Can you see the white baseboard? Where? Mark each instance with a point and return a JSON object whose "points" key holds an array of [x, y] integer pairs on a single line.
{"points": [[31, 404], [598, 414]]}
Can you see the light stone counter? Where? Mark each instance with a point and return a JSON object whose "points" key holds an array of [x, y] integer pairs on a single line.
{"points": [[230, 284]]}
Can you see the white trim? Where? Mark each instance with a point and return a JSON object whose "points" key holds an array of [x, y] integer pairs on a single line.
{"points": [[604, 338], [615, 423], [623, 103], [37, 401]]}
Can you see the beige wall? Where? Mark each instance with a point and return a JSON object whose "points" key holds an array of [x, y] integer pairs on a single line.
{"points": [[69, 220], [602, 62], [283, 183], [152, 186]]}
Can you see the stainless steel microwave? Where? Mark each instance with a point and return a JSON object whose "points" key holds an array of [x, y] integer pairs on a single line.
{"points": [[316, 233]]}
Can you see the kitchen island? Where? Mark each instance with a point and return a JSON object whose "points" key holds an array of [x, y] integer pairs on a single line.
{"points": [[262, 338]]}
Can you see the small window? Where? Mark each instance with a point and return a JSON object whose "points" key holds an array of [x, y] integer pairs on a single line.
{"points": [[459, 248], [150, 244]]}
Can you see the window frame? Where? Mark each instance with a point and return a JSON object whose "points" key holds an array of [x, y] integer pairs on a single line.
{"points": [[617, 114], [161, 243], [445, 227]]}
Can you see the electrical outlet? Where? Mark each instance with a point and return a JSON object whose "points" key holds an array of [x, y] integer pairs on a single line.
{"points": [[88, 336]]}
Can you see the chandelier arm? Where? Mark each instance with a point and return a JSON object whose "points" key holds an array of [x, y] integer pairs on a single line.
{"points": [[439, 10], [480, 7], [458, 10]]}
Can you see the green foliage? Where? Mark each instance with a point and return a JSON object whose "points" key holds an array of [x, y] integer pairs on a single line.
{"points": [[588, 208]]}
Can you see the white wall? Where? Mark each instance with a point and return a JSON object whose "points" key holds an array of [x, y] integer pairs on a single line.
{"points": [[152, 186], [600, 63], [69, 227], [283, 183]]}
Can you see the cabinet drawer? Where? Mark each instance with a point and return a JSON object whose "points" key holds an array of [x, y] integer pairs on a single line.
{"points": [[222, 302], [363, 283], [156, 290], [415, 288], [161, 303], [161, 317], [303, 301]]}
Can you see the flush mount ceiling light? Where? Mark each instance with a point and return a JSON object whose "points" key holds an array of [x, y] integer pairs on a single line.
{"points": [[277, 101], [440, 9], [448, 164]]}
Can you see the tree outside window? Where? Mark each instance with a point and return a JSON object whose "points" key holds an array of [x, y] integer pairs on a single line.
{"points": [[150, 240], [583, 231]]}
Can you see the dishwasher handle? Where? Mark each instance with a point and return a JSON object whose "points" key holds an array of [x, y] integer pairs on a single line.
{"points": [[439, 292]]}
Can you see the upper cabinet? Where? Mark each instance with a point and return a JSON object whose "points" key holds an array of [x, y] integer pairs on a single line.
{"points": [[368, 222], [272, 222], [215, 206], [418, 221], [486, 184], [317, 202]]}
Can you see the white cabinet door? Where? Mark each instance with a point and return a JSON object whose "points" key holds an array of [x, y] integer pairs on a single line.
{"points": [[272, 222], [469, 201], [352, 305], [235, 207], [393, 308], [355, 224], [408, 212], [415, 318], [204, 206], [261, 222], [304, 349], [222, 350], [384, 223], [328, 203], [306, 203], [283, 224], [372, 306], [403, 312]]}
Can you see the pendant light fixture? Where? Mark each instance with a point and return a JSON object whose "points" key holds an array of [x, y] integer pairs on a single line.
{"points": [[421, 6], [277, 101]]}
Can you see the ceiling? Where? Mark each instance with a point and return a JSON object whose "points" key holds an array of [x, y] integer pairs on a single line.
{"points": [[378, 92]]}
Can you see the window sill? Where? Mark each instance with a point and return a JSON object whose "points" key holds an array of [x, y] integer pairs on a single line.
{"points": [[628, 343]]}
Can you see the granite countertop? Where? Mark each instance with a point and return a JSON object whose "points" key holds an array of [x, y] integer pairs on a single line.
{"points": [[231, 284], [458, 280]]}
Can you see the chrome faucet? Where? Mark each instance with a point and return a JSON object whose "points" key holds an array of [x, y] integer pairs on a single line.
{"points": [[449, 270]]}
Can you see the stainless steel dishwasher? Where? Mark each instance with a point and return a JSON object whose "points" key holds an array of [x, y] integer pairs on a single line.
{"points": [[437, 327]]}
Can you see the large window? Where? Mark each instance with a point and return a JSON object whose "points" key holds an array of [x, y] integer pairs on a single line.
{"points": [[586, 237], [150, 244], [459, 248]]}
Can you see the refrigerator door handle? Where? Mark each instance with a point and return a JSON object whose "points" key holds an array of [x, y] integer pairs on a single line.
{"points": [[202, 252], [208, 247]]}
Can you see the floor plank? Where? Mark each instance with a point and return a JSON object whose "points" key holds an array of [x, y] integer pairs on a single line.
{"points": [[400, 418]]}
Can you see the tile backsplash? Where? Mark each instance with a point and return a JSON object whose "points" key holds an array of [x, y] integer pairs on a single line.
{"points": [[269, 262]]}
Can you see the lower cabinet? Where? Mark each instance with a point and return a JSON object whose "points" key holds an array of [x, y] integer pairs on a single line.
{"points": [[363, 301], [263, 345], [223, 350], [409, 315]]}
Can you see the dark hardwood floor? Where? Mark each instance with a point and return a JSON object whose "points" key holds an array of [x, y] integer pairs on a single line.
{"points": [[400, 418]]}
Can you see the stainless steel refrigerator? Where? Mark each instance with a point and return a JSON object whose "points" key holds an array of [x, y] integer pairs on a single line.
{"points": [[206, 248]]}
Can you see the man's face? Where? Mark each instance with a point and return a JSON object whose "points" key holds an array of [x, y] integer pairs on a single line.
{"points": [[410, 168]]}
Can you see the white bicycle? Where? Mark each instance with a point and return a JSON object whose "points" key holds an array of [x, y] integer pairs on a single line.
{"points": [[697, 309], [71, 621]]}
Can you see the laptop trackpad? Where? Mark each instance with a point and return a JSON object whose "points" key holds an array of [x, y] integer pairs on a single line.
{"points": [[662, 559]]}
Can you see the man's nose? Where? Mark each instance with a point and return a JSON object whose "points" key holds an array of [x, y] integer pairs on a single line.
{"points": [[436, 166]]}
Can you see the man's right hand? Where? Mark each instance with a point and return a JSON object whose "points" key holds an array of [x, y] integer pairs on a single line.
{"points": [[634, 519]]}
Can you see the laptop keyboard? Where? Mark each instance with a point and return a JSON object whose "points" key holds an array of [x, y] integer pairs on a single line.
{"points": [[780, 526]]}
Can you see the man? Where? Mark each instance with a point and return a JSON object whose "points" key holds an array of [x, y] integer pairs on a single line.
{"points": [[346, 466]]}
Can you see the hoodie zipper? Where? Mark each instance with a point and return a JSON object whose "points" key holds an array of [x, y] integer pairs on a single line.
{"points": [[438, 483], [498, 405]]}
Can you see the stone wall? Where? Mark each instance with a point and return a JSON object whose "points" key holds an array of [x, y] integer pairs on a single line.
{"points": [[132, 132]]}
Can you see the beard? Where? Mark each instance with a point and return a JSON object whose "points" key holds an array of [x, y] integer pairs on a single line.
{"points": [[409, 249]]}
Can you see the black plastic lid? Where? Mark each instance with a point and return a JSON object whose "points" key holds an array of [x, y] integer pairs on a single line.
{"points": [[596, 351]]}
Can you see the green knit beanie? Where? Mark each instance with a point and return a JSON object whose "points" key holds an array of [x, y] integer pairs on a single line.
===============
→ EXERCISE DETAILS
Whatever the number of entries above, each one is to be copied exactly.

→ RESPONSE
Can you see the white baseboard? Where? Mark each instance with a point and return a JSON object whose "points" key holds an array of [x, y] integer pairs on a single line.
{"points": [[31, 404], [598, 414]]}
Can you see the light stone counter? Where? Mark each instance with a point and return a JSON object whose "points" key holds an array of [x, y] integer pairs on a single line.
{"points": [[230, 284]]}
Can you see the white trim? Where? Mark each instance with a point and return a JSON object whose "points" key holds an array of [x, y] integer pairs on a single line.
{"points": [[604, 338], [615, 423], [623, 103], [37, 401]]}
Can you see the beige wall? Where? Mark each instance with a point and return a JSON object whose "points" key holds an array of [x, y] integer pairs on a single line.
{"points": [[69, 220], [602, 62], [283, 183], [152, 186]]}
Can you see the stainless steel microwave? Where? Mark each instance with a point and return a JSON object whose "points" key holds an array of [x, y] integer pairs on a single line.
{"points": [[316, 233]]}
Can you see the kitchen island? Where? Mark each instance with a point and return a JSON object whose "points" key holds an array of [x, y] integer pairs on a single line.
{"points": [[262, 338]]}
Can you see the small window? Where? Mark each instance with a point and return a JSON object whose "points" key holds an array of [x, y] integer pairs on a single line.
{"points": [[459, 248], [150, 244]]}
Can you see the window frame? Where? Mark each instance with a point and return a JSON object whose "points" key holds an array of [x, y] integer pairs on a single line.
{"points": [[617, 114], [161, 243], [445, 227]]}
Can you see the electrical outlet? Where? Mark each instance with a point and return a JSON object whose "points" key holds an array of [x, y] integer pairs on a single line.
{"points": [[88, 336]]}
Can you see the chandelier arm? Where? Mark each instance with a point and return a JSON object whose "points" key holds an array of [x, y] integer pairs on a single line.
{"points": [[439, 10], [480, 7], [458, 10]]}
Can you see the green foliage? Where? Mark each instance with a point and return a JSON object whose "points" key holds an array of [x, y] integer pairs on a single line.
{"points": [[588, 208]]}
Can you see the white wall? Where? Mark each instance with a point and return a JSON object whose "points" key holds an array of [x, y] integer pairs on a single line.
{"points": [[152, 186], [600, 63], [69, 227], [283, 183]]}
Can you see the cabinet drawer? Where? Mark each instance with a point and return a JSON object whose "points" key holds an array of [x, y] integer pairs on a single line.
{"points": [[222, 302], [363, 283], [156, 290], [415, 288], [161, 303], [161, 317], [303, 301]]}
Can you see the flush mount ceiling light? Where? Mark each instance with a point and return a JSON object whose "points" key holds an array of [x, y] integer pairs on a single line.
{"points": [[277, 101], [440, 9], [448, 164]]}
Can you see the tree outside window? Where? Mark each instance with a point and return a JSON object whose "points" key holds an array of [x, y] integer pairs on a single line.
{"points": [[150, 240], [583, 231]]}
Can you see the dishwasher handle? Where? Mark each instance with a point and return a JSON object whose "points" key holds an array of [x, y] integer pairs on a single line.
{"points": [[439, 292]]}
Can you see the upper cabinet? Where? Mark each instance with a point and return a JSON object whose "points" key holds an array of [x, y] integer pairs on a single line.
{"points": [[368, 222], [272, 222], [215, 206], [418, 221], [486, 184], [317, 202]]}
Can you see the white cabinet door? Where? Mark each instance with a point and return a JSON object whose "points" key holds an array of [x, y] integer pairs on a single line.
{"points": [[272, 222], [469, 201], [352, 305], [235, 207], [393, 308], [355, 224], [408, 212], [415, 318], [204, 206], [261, 222], [304, 349], [222, 350], [384, 223], [328, 203], [306, 203], [283, 224], [372, 306], [403, 312]]}
Can you see the pendant light fixture? Where? Mark each instance with a point and return a JSON object whose "points" key holds an array of [x, y] integer pairs on a single line.
{"points": [[421, 6], [277, 101]]}
Can you see the ceiling? Where? Mark each instance with a point and return a JSON object whose "points" key holds an array of [x, y] integer pairs on a single line.
{"points": [[378, 92]]}
Can you see the window sill? Where? Mark each instance with a point and return a JSON object whose "points" key holds an array of [x, y] integer pairs on a single line.
{"points": [[628, 343]]}
Can you see the granite countertop? Where? Mark each instance with a point and return a JSON object whose "points" key holds an array of [x, y] integer pairs on a single line.
{"points": [[231, 284], [458, 280]]}
Can you see the chrome faucet? Where? Mark each instance with a point and return a JSON object whose "points" key holds an array of [x, y] integer pairs on a single line.
{"points": [[449, 270]]}
Can you see the stainless steel dishwasher? Where? Mark each instance with a point and return a JSON object whose "points" key holds an array of [x, y] integer pairs on a single line.
{"points": [[437, 327]]}
Can you see the large window? Where? Mark each instance with a point and return a JSON object whose "points" key holds an array of [x, y] integer pairs on a single line.
{"points": [[586, 237], [150, 244], [459, 248]]}
Can you see the refrigerator door handle? Where? Mark each instance with a point and return a JSON object whose "points" key holds an array of [x, y] integer pairs on a single line.
{"points": [[202, 252], [208, 247]]}
Can you see the floor plank? Where? Mark each instance with a point and return a JSON object whose "points" key holds an array of [x, y] integer pairs on a single line.
{"points": [[400, 418]]}
Can you see the tile backsplash? Where? Mark each instance with a point and return a JSON object whose "points" key holds an array of [x, y] integer pairs on a single line.
{"points": [[269, 262]]}
Can you see the lower cabinet? Where? Mark each instance with a point and return a JSON object whose "points" key holds an array of [x, y] integer pairs on a single line.
{"points": [[363, 301], [263, 345], [223, 350], [409, 315]]}
Can you see the dark hardwood floor? Where? Mark each instance with a point and return a JSON object whose "points" key holds an array of [x, y] integer pairs on a single line.
{"points": [[400, 418]]}
Can you see the stainless steel refrigerator? Where? Mark each instance with a point and return a JSON object whose "points" key holds an array of [x, y] integer pairs on a single line.
{"points": [[206, 248]]}
Can you see the man's face? Where? Mark each instance with a point and return a JSON object whose "points" key holds an array of [x, y] integer pairs on a single line.
{"points": [[410, 168]]}
Can you see the white bicycle? Where? Mark each instance with a point and return a JSON object whose "points" key holds an array of [x, y] integer pairs on a single line.
{"points": [[697, 309], [71, 621]]}
Can you see the laptop trackpad? Where? Mark each instance with a point and return a JSON object whose "points" key holds an array of [x, y] integer pairs on a single line.
{"points": [[662, 559]]}
Can you see the man's nose? Where? Mark each instance with a point and return a JSON object whose "points" key holds an array of [x, y] integer pairs on a single line.
{"points": [[436, 166]]}
Can you see the man's right hand? Where? Mark each instance with a point and return a JSON object whose "points" key holds an array of [x, y] integer pairs on a single line.
{"points": [[634, 519]]}
Can you see the laptop keyboard? Where? Mark each instance with a point and return a JSON object whose "points" key holds an array of [x, y] integer pairs on a single line.
{"points": [[780, 526]]}
Can you see the man? Where? Mark each instance with a point and return a JSON object whose "points" key holds an array of [x, y] integer pairs on a single line.
{"points": [[346, 466]]}
Can you see the hoodie zipper? Where? Mark each instance with a point and return a JSON object whose "points" key holds an array of [x, y] integer pairs on a single line.
{"points": [[438, 483], [498, 405]]}
Can you see the stone wall? Where? Mark each instance with a point and return a JSON object whose "points" key holds an array of [x, y] integer pairs on a single line.
{"points": [[132, 132]]}
Can you see the beard? Where? Mark each instance with a point and return a JSON object whose "points" key holds an array of [x, y] integer pairs on a single line.
{"points": [[409, 249]]}
Can you see the black plastic lid? Where? Mark each instance with a point and return a JSON object whose "points" key holds an array of [x, y] integer pairs on a single line.
{"points": [[596, 351]]}
Can you see the green knit beanie? Where? Mark each instance with a point and return a JSON object whose "points" key holds an array of [x, y] integer pairs on a single line.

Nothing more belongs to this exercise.